- Task details: Reproduce the items below word for word, but leave the pictures out of your answer.

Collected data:

========

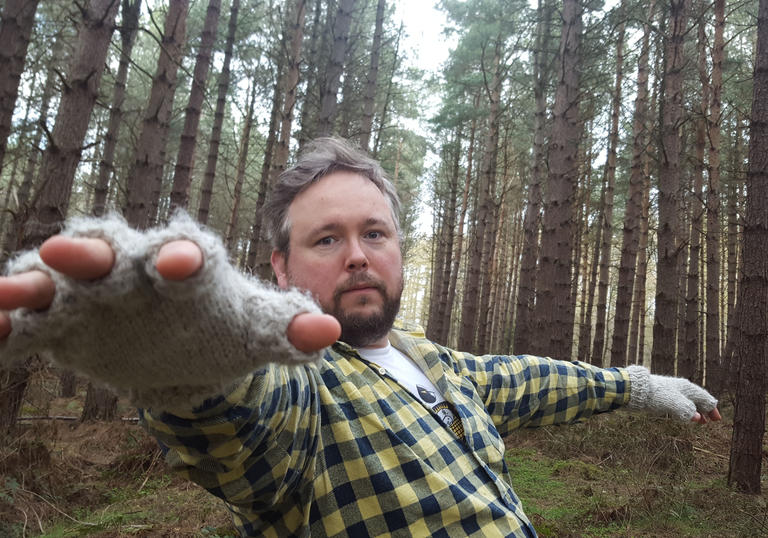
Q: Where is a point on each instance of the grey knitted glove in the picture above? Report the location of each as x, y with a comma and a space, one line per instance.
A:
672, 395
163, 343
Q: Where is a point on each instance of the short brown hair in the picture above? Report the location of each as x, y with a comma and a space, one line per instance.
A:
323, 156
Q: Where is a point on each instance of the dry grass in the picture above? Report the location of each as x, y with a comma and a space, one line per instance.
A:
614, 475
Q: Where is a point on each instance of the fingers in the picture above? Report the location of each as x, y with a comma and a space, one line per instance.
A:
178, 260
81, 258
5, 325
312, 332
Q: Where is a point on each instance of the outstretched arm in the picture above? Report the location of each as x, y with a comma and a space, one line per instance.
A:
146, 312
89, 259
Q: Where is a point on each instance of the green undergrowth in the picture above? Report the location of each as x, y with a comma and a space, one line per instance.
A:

========

- Exercise response:
Q: Where is a point on each instance of the grey knitted glove in the picture above? Report the location of each as x, y with a comma and a space, one line per instance.
A:
672, 395
163, 343
Q: Where is a point on each instance of the short brown hair in the picture above? Report the location of each as x, y with a comma and a space, one line per instance.
A:
323, 156
Q: Where is a point on each instance of the dry grass in the picture above? Report the location of each as x, y with a comma and a space, one line per instance.
A:
614, 475
Q: Where is a point on each instance of the fingers in the picture above? Report the location of each as x, y with a comma and a space, one line per instance.
A:
178, 260
81, 258
5, 325
312, 332
Q: Where is a point on each instance of the outstretched arm in the picture above? Report the location of each as x, y with a comma and a space, one line per instance.
A:
146, 312
89, 259
Q: Where is a point on each instance of the green undergrowth in the picture above? Report the location of each as x, y with a comma and a space, one line per instance.
A:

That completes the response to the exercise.